(Dataset rows on where objects appear)
────

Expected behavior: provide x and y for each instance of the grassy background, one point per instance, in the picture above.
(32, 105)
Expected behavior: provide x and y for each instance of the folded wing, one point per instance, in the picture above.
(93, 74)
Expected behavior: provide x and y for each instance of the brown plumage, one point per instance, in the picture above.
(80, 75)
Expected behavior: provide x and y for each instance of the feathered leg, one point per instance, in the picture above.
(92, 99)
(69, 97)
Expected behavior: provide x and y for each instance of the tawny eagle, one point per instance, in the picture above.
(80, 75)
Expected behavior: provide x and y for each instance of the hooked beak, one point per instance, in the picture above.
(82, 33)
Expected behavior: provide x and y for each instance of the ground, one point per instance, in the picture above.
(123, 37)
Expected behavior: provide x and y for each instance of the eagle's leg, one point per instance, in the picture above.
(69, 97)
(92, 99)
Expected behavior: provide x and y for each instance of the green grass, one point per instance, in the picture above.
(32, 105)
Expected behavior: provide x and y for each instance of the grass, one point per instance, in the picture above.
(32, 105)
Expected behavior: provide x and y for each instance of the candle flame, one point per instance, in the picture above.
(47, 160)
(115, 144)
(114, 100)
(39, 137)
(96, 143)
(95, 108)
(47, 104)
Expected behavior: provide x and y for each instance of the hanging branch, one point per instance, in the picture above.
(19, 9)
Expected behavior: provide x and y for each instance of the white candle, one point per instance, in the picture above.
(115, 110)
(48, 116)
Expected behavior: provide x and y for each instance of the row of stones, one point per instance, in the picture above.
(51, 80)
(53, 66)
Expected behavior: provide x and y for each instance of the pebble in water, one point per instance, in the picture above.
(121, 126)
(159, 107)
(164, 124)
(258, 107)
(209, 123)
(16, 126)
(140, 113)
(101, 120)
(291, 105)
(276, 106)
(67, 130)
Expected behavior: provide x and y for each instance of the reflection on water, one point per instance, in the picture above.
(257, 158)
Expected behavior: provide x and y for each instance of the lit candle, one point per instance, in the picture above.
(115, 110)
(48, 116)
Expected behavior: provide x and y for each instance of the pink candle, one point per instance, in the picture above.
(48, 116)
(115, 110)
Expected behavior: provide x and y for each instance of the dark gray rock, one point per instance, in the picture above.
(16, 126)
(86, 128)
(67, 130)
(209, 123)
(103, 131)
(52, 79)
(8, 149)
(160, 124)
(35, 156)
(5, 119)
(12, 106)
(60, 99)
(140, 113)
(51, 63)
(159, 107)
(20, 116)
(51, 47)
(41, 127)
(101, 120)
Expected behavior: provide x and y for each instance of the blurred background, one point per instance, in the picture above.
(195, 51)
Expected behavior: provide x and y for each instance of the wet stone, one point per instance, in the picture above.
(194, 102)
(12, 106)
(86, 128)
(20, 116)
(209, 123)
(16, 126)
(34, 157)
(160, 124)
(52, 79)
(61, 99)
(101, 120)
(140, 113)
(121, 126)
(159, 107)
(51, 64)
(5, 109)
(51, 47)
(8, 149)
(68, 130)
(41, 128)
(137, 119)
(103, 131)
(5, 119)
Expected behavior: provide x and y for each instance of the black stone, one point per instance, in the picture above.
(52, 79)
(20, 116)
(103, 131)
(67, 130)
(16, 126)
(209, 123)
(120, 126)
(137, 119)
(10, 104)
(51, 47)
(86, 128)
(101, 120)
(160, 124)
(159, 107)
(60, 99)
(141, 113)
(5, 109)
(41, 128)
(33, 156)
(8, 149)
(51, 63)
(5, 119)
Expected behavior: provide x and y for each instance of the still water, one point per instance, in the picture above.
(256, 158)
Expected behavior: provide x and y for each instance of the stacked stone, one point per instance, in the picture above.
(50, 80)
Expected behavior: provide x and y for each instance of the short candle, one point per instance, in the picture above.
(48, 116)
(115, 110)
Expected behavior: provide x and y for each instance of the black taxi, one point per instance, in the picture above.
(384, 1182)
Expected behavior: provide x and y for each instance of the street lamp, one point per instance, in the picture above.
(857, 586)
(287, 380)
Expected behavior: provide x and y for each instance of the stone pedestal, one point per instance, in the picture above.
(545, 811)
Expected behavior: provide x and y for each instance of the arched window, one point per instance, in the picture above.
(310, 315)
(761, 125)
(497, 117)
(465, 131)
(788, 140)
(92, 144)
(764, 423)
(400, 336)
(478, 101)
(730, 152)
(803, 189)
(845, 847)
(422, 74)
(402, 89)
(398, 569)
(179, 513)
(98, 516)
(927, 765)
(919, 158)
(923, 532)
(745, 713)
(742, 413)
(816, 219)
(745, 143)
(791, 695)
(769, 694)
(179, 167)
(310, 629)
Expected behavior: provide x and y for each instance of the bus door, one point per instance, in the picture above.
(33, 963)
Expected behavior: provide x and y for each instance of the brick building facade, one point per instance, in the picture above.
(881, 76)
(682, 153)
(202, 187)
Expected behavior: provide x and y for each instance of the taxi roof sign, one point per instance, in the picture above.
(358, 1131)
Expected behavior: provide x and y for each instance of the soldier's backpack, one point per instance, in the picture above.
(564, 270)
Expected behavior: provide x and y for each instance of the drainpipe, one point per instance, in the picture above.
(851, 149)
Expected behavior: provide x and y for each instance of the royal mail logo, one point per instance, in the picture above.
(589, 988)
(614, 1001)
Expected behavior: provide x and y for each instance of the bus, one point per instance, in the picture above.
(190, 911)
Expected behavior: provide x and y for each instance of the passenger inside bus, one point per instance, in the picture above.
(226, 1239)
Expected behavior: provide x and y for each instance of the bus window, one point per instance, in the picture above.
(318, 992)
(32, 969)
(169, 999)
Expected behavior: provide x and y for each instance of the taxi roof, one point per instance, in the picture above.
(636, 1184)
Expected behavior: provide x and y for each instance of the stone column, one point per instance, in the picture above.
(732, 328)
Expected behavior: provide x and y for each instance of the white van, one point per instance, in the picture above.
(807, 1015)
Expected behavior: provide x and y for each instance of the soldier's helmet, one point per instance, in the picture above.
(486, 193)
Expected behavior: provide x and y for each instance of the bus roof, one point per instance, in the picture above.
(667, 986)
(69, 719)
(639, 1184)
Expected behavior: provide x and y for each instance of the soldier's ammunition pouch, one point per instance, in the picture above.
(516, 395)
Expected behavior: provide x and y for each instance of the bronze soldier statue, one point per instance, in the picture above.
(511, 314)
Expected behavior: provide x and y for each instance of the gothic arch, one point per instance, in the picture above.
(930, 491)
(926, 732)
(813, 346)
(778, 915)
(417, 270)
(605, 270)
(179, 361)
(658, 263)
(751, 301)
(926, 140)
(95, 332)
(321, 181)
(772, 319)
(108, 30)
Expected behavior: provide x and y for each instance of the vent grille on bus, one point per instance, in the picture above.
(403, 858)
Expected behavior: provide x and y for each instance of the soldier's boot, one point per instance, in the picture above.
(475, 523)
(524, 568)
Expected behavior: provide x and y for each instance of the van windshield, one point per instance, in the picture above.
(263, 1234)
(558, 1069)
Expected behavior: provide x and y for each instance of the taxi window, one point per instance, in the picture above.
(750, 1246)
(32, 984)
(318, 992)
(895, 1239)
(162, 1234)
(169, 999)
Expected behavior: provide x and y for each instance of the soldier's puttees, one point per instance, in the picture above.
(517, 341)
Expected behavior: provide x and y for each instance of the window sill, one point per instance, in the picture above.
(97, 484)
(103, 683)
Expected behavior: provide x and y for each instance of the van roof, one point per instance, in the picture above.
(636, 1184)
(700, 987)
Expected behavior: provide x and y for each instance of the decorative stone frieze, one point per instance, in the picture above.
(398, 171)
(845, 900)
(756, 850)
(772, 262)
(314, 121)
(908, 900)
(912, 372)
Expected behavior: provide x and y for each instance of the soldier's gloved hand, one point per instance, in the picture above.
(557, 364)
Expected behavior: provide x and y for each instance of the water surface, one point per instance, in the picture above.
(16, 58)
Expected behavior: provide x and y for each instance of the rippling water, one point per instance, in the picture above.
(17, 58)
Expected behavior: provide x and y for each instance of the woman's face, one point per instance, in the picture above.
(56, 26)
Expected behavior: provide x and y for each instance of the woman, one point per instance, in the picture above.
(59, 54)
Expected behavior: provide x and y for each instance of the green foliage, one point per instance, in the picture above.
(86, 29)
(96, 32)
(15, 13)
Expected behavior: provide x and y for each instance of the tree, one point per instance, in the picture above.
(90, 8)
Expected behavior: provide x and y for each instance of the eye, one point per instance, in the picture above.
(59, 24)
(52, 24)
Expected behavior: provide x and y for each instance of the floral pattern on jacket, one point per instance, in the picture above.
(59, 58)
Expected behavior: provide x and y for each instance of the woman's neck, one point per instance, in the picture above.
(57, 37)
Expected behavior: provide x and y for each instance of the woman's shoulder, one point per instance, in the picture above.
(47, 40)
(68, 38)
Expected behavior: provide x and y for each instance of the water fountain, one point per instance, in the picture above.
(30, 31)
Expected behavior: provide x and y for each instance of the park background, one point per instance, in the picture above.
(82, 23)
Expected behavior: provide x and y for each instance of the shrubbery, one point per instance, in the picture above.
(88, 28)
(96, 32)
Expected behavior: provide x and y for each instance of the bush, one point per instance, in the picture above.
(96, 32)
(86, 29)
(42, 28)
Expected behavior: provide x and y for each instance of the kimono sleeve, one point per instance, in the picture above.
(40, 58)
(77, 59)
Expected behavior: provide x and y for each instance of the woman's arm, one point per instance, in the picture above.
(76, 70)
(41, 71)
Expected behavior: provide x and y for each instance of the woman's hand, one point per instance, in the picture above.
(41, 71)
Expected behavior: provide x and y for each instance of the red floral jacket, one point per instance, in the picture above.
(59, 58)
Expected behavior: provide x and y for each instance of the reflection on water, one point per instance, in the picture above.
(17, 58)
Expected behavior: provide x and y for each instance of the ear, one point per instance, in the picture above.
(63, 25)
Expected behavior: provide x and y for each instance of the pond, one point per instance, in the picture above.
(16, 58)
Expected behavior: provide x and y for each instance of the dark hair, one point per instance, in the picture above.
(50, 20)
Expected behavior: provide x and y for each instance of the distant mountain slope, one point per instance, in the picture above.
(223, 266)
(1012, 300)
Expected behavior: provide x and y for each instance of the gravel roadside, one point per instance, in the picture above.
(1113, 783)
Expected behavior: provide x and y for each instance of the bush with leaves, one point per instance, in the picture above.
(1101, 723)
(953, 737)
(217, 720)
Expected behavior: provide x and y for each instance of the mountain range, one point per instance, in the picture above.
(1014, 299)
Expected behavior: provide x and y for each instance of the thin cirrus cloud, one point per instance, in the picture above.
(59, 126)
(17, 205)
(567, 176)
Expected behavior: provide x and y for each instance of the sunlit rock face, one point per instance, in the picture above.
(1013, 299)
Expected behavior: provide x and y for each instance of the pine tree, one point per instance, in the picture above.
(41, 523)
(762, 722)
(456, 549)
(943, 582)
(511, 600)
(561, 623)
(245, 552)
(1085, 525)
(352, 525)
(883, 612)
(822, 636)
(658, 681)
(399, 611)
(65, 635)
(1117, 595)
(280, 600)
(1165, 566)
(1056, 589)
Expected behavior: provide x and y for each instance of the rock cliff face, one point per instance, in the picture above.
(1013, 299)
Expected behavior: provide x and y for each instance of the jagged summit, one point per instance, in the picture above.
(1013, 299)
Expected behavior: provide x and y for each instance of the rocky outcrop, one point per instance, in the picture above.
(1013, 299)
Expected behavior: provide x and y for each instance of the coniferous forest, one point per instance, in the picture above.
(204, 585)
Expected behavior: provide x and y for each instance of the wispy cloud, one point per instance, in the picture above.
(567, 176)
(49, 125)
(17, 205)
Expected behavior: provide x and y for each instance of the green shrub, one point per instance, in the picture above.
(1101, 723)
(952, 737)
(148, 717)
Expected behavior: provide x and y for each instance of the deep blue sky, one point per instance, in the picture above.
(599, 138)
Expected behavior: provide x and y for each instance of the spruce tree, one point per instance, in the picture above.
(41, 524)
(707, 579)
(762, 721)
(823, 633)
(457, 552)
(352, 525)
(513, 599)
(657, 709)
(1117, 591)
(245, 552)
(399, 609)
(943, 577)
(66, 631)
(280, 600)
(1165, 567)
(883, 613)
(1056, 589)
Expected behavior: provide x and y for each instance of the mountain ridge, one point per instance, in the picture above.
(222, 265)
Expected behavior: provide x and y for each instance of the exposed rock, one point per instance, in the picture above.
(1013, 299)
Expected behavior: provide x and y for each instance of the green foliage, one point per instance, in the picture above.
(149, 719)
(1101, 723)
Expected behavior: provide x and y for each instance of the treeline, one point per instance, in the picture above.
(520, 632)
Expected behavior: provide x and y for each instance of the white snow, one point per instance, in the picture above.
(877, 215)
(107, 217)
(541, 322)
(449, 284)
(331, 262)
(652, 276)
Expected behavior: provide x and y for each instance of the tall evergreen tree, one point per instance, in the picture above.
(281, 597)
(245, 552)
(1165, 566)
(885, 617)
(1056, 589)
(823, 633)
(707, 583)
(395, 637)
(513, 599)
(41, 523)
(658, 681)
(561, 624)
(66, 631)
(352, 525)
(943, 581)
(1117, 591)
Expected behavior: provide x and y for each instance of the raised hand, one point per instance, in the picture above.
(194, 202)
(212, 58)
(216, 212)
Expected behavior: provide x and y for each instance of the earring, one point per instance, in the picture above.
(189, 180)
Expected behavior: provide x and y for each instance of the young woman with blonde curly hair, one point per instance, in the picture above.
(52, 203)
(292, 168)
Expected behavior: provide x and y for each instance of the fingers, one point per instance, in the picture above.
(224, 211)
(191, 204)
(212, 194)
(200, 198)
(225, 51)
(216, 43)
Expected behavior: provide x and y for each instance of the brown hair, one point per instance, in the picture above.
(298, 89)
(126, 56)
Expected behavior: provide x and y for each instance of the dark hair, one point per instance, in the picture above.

────

Output only the lines from the one holding "the treeline, one" through the last line above, exactly as they appear.

Expected behavior: provide x and y for each instance of the treeline, one point per instance, in the picture above.
(520, 632)
Expected behavior: provide x and y for each instance of the white snow, one point per instance, in the picture above.
(877, 215)
(107, 217)
(541, 322)
(449, 284)
(331, 262)
(652, 276)
Expected behavior: provide x and y for each instance of the tall evergreen tree, one point per instance, in the picture above.
(281, 597)
(245, 552)
(1165, 566)
(885, 617)
(1056, 589)
(823, 633)
(707, 583)
(395, 637)
(513, 599)
(41, 523)
(658, 681)
(561, 624)
(66, 631)
(352, 525)
(943, 581)
(1117, 591)
Expected behavior: provide x and y for each instance of the raised hand, one point per instance, in the picture above.
(194, 202)
(212, 58)
(216, 212)
Expected behavior: provide x and y for each instance of the earring, one point per instance, in the picture above.
(189, 180)
Expected behavior: provide x and y for each instance of the young woman with blonde curly hair, one point per instance, in the picture above.
(52, 203)
(292, 168)
Expected behavior: provide x and y for each instance of the fingers, one point per instance, in the picture above.
(224, 211)
(191, 204)
(212, 194)
(200, 198)
(225, 51)
(216, 43)
Expected behavior: provide x and y for each instance of the brown hair, one point per instance, in the picture above.
(298, 89)
(126, 56)
Expected behavior: provide x and y for each instance of the dark hair, one point per instance, in the picture above.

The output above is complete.